» **EXTRACT TO READ**:
The students who get the highest grades aren't the ones with the highest IQs or the ones who work hardest. They're the ones who use the best learning strategies.

If you're not sure you know the best strategies for learning in your courses, come to James House. We can help you determine the ways you learn best as well as the best ways to learn in a particular course.

General Study strategies

Study actively

In order to make the connections in your brain that mean you're really learning, you need to actively use information. Say it aloud. Have a study partner ask you questions. See if you can visualize a chart or diagram with your eyes shut. Transform information into your own words. Reorganize information into a chart. Apply the information to a real situation.Use what you want to learn; don't just look at it!

Preview and Review

You'll understand more, concentrate better, and remember more from a lecture or reading if you spend a few minutes getting the big picture of the ideas ahead of time and a few minutes reconstructing the key ideas afterwards. It's the smart way to study!

Know the expectations

Get to know your course syllabus. Refer to it regularly to make sure that you're on track.

» **PROMPT**: How would the study strategies text above go on after its last sentence? Continue it in the same style.

» **SUPPLIED INFORMATION**:
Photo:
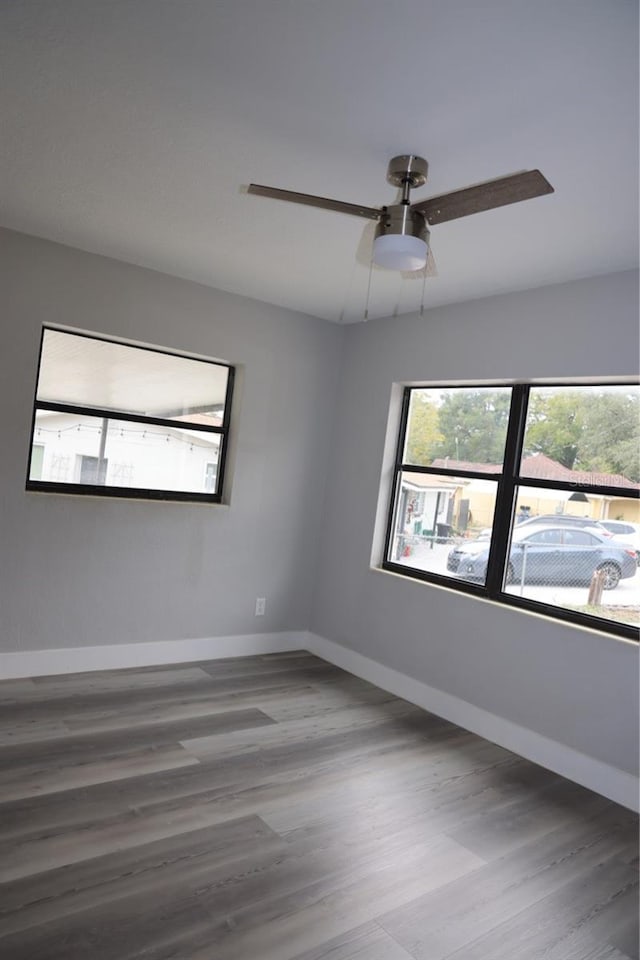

» **WRITTEN RESPONSE**:
Start early

(This means you, procrastinators!) Doing a little work on an assignment each week will spread out your workload and give you time to do better quality work with much less anxiety.

Solve problems

For problem-solving courses such as math and statistics, your study time should be spent doing problems. That's how you learn and also how you demonstrate learning in these courses. Don't spend too much time on any one problem though. Go on to other problems and ask for help on the ones that cause you difficulty.

Make connections

Notice how ideas are related to one another. Note how the ideas you are learning relate to your experience or ideas that you already know. Look for patterns. Making connections will improve your learning and deepen your understanding. It's the easiest way to learn!

Other questions about smart studying? Call us at The Academic Development Center. We can help you study smarter!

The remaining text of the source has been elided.